Fig. 7: Relation between the increase of B. tabaci population and the speed of the disease propagation within plot P3

Fig. 8(a-e): Damages to B. tabaci

In fact, apart from the development of honeydew and mycelium of fungus on the leaves of the plants, it was observed that B. tabaci, damaged cassava seedlings, by its eggs which cover the totality of the lower face of the leaves and by ricochet, the larvae, when nourishing themselves, weaken the seedlings, which would result in the death of the young seedlings which do not have yet enough reserves to survive (Fig. 8). This observation was made by Martin (1999) who stated that heavy feeding by whitefly can eventually kill plants. It is to be noticed that the more the populations of B. tabaci increases, the more mechanical damages are significant. These same observations were made by Dengel (1980), Fargette et al. (1985) and Greathead (1986) who pointed out that the environment, the variety of cassava, their date of plantation and the environment (temperature, light and precipitations) exert an influence on the density of population of B. tabaci. The results of the evolution of B. tabaci population observed within the framework of this study, confirm those observed by Adjata and collaborators in 2011.

Transmission of cassava mosaic disease by B. tabaci in the population of selected cassava clones within the plots: The results obtained from the study of the transmission of cassava mosaic disease by B. tabaci and its development in plots of selected cassava clones planted at various dates in Togo, showed that the spreading out of the disease on plants displaying mosaic, leaf deformation, yellowing and stunting characteristic symptoms in the plots depend not only of the transmissibility of the disease by Bemisia, but also increases its damage on cassava seedlings. This is remarkable with the cassava seedlings maintained in cages under mosquito nets where they were free of any cassava mosaic disease attack (Fig. 1). The results obtained of this study, showed also that for the same individuals, the reaction with respect to the disease was the same whatever the date of installation of the plots; but the degree of sensitivity was different for the clones very susceptible to the disease. This observation could explain the results of the analysis of variance (p<5%) which revealed that there are no significant differences between the three plots with regard to the incidence of the disease within the plots compared to the dates of installation of the plots. The interest of this study is that the spreading out of the disease in the plots could start an extremely strong inoculation, causing itself a significant and fast infection, which could allow detecting with certainty, the resistance of each clone. It is known that cassava age plays a major role in the progress of the disease (Thresh et al., 1983). So, by taking seedlings resulting directly from seeds is a very important strategy to detect easily the susceptible clones to CMD.

• [YOUR OBJECTIVE]
Answer these questions using the excerpt on whitefly and cassava mosaic disease.
(a) According to Martin (1999), what can heavy feeding by whitefly eventually do?
(b) Where were the cassava seedlings kept that stayed free of any cassava mosaic disease attack?
(c) Which work is cited for the statement that cassava age plays a major role in the progress of the disease?

• [INPUT DATA]
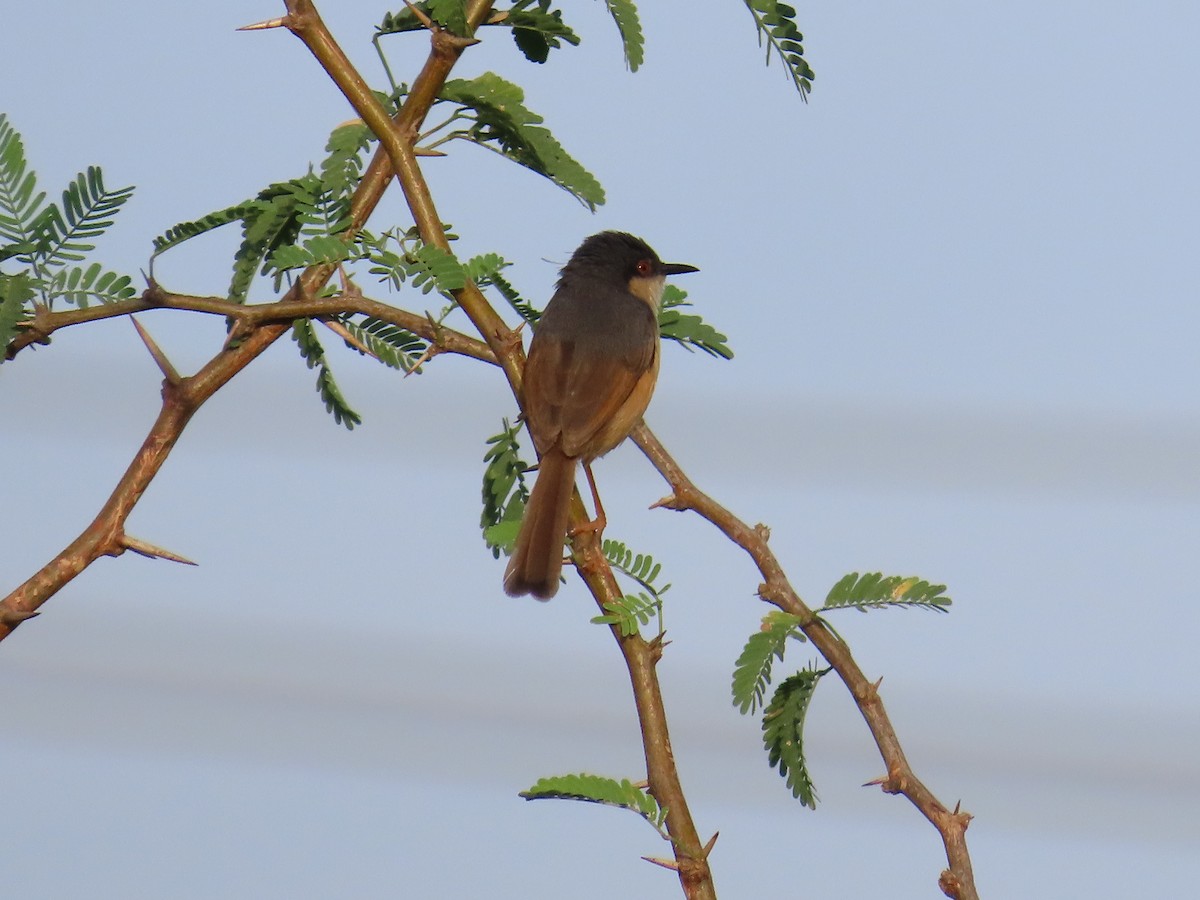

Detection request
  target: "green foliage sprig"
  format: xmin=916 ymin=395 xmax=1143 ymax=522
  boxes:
xmin=659 ymin=284 xmax=733 ymax=359
xmin=605 ymin=0 xmax=646 ymax=72
xmin=338 ymin=316 xmax=428 ymax=374
xmin=0 ymin=113 xmax=137 ymax=314
xmin=733 ymin=610 xmax=806 ymax=714
xmin=438 ymin=72 xmax=605 ymax=210
xmin=592 ymin=540 xmax=671 ymax=637
xmin=501 ymin=0 xmax=580 ymax=62
xmin=817 ymin=572 xmax=953 ymax=612
xmin=732 ymin=572 xmax=950 ymax=808
xmin=292 ymin=319 xmax=362 ymax=431
xmin=762 ymin=667 xmax=830 ymax=809
xmin=520 ymin=773 xmax=670 ymax=840
xmin=0 ymin=272 xmax=37 ymax=348
xmin=479 ymin=419 xmax=529 ymax=559
xmin=745 ymin=0 xmax=816 ymax=100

• [FINAL ANSWER]
(a) Eventually kill plants.
(b) In cages under mosquito nets.
(c) Thresh et al., 1983.